**ZU ERLEDIGENDE AUFGABEN**:
(A) Fasse den folgenden Thread zur Hinweis-Box in zwei Sätzen zusammen.
(B) Wann verschwindet die Hinweis-Box laut dem folgenden Thread zur Hinweis-Box?
(C) Übersetze aus dem folgenden Thread zur Hinweis-Box den Satz „Wir gehen davon aus, dass neue Nutzer dann halbwegs mit dem Forum klar kommen.“ ins Englische.

**VORLIEGENDER TEXT**:
━━━
# "Hinweis-Box" nach Registrirung



## StewieGriffin (10. Aug. 2010)

Hallo,

ich habe eine Frage zur "Hinweis-Box", die über dem Seiteninhalt nach der Registrierung erscheint. Wie lange wird diese Box eingeblendet?

Ein Tippfehler ist auch noch mit drin:
"Du hast Dich nun erfolgreich angemeldet - vielleicht stellen sich Dir ja nun weitere Fragen zu Forenbenutzung?" 
... zur Forenbenutzung ...

So, das wärs mal 

Grüße, Stewie Griffin!


----------



## Pammler (10. Aug. 2010)

*AW: "Hinweis-Box" nach Registrirung*

[OT]Ein Tippfehler ist in deinem Fred: Registrirung mit ie [/OT]

Diese Hinweise sind leider notwendig, um die Regeleinfachsoanklickerundsichnichtdranhalter auf die Besonderheiten dieses privat finanzierten Forums hinzuweisen, damit es das Forum bleibt was wir alle so lieben und schätzen! 

An diese Stelle gleich nochmal ein dickes Dankeschön an alle Admins und Mods!  für die Damen und  für die Herren!


----------



## Annett (10. Aug. 2010)

*AW: "Hinweis-Box" nach Registrirung*

Moin.

Die Einblendung verschwindet nach einer (geringen) Mindestanzahl an Beiträgen automatisch. 
Wir gehen davon aus, dass neue Nutzer dann halbwegs mit dem Forum klar kommen. 

Den Rechtschreibfehler behebe ich sofort. Danke für den Hinweis.


----------
━━━
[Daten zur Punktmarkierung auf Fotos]
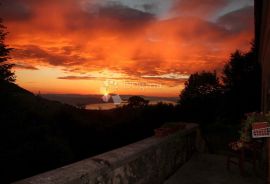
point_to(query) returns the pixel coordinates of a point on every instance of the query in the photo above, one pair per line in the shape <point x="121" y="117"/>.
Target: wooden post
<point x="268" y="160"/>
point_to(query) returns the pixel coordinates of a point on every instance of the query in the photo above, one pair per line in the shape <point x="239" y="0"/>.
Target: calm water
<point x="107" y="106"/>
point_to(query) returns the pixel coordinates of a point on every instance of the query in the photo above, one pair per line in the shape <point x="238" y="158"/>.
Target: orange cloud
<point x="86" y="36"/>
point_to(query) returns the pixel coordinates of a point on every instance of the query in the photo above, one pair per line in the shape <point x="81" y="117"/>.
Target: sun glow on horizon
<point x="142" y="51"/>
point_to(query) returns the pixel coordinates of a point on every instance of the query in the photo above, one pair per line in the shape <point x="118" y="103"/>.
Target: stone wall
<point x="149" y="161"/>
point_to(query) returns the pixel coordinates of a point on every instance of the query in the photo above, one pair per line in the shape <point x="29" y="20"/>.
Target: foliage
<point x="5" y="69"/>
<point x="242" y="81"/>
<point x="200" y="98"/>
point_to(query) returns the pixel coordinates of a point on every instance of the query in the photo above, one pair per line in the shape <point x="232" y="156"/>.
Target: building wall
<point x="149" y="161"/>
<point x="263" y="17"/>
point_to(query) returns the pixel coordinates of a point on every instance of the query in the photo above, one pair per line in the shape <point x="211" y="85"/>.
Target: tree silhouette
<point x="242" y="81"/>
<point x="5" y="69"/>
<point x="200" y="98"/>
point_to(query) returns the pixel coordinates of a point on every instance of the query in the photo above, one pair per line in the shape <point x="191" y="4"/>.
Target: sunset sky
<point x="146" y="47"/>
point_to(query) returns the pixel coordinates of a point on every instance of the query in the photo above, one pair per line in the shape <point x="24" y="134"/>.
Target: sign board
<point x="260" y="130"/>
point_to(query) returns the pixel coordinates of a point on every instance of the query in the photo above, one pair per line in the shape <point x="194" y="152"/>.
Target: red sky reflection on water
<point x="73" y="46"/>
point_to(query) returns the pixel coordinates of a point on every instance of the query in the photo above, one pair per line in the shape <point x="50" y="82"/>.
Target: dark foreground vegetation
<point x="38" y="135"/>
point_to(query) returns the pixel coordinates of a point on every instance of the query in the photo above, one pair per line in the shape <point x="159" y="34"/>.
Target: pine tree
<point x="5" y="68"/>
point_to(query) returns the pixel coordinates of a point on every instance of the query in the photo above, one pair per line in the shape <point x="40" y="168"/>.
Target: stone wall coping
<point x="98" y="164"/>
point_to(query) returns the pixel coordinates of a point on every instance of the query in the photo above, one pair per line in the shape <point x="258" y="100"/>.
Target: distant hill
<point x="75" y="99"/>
━━━
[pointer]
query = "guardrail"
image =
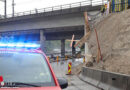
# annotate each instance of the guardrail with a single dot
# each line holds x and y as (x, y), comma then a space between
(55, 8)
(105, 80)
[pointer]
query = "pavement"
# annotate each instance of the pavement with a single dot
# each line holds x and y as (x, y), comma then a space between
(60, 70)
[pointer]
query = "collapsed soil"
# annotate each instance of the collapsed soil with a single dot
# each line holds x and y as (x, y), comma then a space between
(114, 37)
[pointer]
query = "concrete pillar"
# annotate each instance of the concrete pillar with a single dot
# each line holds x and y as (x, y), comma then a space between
━━━
**LÖSUNGEN**:
(A) StewieGriffin fragt, wie lange die Hinweis-Box nach der Registrierung über dem Seiteninhalt eingeblendet wird, und meldet einen Tippfehler in ihrem Text. Annett erklärt, dass die Einblendung nach einer geringen Mindestanzahl an Beiträgen automatisch verschwindet, und will den Rechtschreibfehler sofort beheben.

(B) Sie verschwindet automatisch nach einer geringen Mindestanzahl an Beiträgen.

(C) We assume that by then new users will get along reasonably well with the forum.